_SOURCE DATA_.
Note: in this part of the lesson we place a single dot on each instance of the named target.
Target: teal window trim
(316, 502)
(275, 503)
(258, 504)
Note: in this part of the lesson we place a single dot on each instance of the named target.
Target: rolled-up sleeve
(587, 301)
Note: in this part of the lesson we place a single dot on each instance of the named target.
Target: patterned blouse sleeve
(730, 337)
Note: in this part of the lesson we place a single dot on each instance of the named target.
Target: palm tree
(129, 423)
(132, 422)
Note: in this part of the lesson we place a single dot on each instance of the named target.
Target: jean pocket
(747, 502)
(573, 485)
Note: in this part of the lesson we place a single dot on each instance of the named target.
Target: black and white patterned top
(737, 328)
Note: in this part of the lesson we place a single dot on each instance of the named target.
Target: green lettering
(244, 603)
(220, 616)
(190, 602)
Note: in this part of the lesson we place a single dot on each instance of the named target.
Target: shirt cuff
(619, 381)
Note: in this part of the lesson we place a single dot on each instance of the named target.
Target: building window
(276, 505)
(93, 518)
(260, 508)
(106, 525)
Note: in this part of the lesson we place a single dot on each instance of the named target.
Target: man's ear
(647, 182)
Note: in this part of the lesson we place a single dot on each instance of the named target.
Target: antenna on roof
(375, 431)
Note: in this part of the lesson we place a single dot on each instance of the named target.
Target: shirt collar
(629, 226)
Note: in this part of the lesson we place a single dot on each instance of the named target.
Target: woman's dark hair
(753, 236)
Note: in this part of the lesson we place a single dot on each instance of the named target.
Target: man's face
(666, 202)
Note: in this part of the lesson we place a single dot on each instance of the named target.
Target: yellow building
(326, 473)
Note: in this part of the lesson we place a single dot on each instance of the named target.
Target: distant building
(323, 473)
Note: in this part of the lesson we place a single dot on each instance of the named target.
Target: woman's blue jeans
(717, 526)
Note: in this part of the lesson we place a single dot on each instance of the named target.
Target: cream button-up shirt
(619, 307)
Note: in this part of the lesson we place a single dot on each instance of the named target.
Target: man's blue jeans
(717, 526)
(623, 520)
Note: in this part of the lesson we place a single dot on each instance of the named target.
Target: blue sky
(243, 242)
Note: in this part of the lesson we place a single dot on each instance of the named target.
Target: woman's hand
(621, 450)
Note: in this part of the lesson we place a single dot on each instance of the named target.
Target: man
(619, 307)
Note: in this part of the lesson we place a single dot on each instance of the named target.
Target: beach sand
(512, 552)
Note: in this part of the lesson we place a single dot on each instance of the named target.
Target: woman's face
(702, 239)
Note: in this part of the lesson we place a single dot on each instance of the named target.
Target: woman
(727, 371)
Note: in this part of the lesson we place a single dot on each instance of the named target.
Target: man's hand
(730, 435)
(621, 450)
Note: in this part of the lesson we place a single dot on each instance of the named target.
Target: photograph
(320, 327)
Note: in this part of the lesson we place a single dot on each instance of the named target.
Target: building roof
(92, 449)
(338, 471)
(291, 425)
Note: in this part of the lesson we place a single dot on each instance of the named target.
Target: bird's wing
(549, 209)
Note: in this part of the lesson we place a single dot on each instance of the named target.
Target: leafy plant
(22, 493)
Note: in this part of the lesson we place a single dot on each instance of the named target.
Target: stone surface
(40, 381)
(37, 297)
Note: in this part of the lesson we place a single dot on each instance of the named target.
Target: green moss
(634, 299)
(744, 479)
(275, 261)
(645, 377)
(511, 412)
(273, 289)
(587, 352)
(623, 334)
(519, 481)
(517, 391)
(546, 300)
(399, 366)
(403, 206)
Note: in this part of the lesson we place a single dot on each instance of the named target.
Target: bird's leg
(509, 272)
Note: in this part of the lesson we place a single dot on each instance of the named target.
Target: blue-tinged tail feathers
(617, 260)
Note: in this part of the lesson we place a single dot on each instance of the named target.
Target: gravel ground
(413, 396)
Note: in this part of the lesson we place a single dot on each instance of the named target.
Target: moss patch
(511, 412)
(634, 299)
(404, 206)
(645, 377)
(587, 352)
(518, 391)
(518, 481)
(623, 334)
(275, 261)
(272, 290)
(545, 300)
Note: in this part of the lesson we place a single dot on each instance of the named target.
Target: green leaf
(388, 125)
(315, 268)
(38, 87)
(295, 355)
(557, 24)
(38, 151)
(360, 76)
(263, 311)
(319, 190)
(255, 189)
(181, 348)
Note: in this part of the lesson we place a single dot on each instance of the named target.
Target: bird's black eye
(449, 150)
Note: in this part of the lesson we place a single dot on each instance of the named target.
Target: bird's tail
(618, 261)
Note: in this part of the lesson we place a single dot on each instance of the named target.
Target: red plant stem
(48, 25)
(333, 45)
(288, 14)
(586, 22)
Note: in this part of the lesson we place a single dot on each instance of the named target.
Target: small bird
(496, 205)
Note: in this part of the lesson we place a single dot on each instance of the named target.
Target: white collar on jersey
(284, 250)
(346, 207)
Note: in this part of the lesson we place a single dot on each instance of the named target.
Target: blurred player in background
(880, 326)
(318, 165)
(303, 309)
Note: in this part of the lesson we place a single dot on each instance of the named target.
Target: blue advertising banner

_THE TASK_. Reproduce the material verbatim, line by line.

_OUTPUT FOR THIS EXERCISE_.
Note: in this part of the lesson we place a single dot on each instance of the named target.
Target: teal window trim
(316, 502)
(275, 503)
(258, 504)
Note: in this part of the lesson we place a single dot on each instance of the named target.
Target: rolled-up sleeve
(587, 301)
Note: in this part of the lesson we place a single dot on each instance of the named target.
Target: patterned blouse sleeve
(730, 337)
Note: in this part of the lesson we place a single dot on each instance of the named target.
Target: palm tree
(129, 423)
(132, 422)
Note: in this part of the lesson we place a single dot on each instance of the named target.
Target: jean pocket
(747, 502)
(573, 485)
Note: in this part of the lesson we place a single dot on each instance of the named target.
Target: black and white patterned top
(737, 328)
Note: in this part of the lesson we place a single dot on each instance of the named target.
Target: green lettering
(244, 603)
(220, 616)
(190, 602)
Note: in this part of the lesson we place a single dot on each instance of the named target.
Target: shirt cuff
(619, 381)
Note: in this part of the lesson we place a single dot on each instance of the named target.
Target: building window
(276, 505)
(93, 518)
(260, 508)
(106, 525)
Note: in this part of the lesson we place a single dot on each instance of the named target.
Target: man's ear
(647, 182)
Note: in this part of the lesson we place a single dot on each instance of the named target.
Target: antenna on roof
(375, 431)
Note: in this part of the lesson we place a single dot on each instance of the named target.
Target: shirt collar
(629, 226)
Note: in this part of the lesson we place a single dot on each instance of the named target.
Target: woman's dark hair
(753, 236)
Note: in this part of the lesson we place a single dot on each instance of the named target.
Target: man's face
(666, 202)
Note: in this part of the lesson we place a single dot on each instance of the named target.
Target: yellow building
(326, 473)
Note: in this part of the lesson we place a single dot on each instance of the named target.
Target: distant building
(323, 473)
Note: in this part of the lesson we place a single dot on each instance of the named target.
Target: woman's blue jeans
(717, 526)
Note: in this part of the lesson we place a single dot on each instance of the named target.
Target: cream button-up shirt
(619, 307)
Note: in this part of the lesson we place a single dot on each instance of the named target.
Target: man's blue jeans
(717, 526)
(623, 520)
Note: in this part of the lesson we place a single dot on each instance of the named target.
Target: blue sky
(243, 242)
Note: in this part of the lesson we place a single dot on each instance of the named target.
Target: woman's hand
(621, 450)
Note: in this part of the lesson we place a single dot on each instance of the named target.
Target: man
(619, 307)
Note: in this part of the lesson we place a single dot on each instance of the named target.
Target: beach sand
(512, 552)
Note: in this part of the lesson we place a single dot on each instance of the named target.
Target: woman's face
(702, 239)
Note: in this part of the lesson we place a single dot on each instance of the named target.
Target: woman
(727, 371)
Note: in this part of the lesson we place a single dot on each instance of the named target.
Target: man's hand
(730, 435)
(621, 450)
Note: in this part of the lesson we place a single dot on each instance of the named target.
Target: photograph
(320, 327)
Note: in this part of the lesson we place a single dot on each instance of the named target.
Target: building roof
(92, 449)
(338, 471)
(291, 425)
Note: in this part of the lesson we place a single dot on each instance of the named target.
Target: bird's wing
(549, 209)
Note: in this part of the lesson we place a single dot on each instance of the named target.
Target: leafy plant
(22, 493)
Note: in this part of the lesson we place a single dot on each instance of the named target.
Target: stone surface
(40, 381)
(37, 297)
Note: in this part of the lesson we place a single dot on each instance of the named target.
Target: green moss
(634, 299)
(744, 479)
(275, 261)
(645, 377)
(511, 412)
(273, 289)
(587, 352)
(623, 334)
(519, 481)
(517, 391)
(546, 300)
(399, 366)
(403, 206)
Note: in this part of the lesson we place a single dot on each instance of the named target.
Target: bird's leg
(509, 272)
Note: in this part of the lesson we place a single dot on each instance of the named target.
Target: blue-tinged tail feathers
(617, 260)
Note: in this part of the lesson we place a single dot on each instance of the named target.
Target: gravel ground
(413, 396)
Note: in this part of the lesson we place a single dot on each instance of the named target.
Target: moss patch
(511, 412)
(634, 299)
(404, 206)
(645, 377)
(587, 352)
(518, 391)
(518, 481)
(623, 334)
(275, 261)
(272, 290)
(545, 300)
Note: in this part of the lesson we place a single dot on each instance of the named target.
Target: green leaf
(388, 125)
(315, 268)
(38, 87)
(295, 355)
(557, 24)
(38, 151)
(360, 76)
(263, 311)
(319, 190)
(255, 189)
(181, 348)
Note: in this part of the lesson we place a single dot on each instance of the named target.
Target: bird's black eye
(449, 150)
Note: in this part of the lesson we place a single dot on each instance of the named target.
Target: bird's tail
(618, 261)
Note: in this part of the lesson we place a single dot on each instance of the named target.
Target: red plant stem
(48, 25)
(333, 45)
(288, 14)
(586, 22)
Note: in this part of the lesson we place a single dot on each instance of the named target.
Target: small bird
(496, 205)
Note: in this part of the lesson we place a single dot on each instance of the named target.
Target: white collar on jersey
(284, 250)
(346, 207)
Note: in this part of the lesson we place a single dot on each instance of the named target.
Target: blurred player in background
(880, 326)
(318, 165)
(303, 309)
Note: in this part of the lesson we place a single dot on each instance of the named target.
Target: blue advertising banner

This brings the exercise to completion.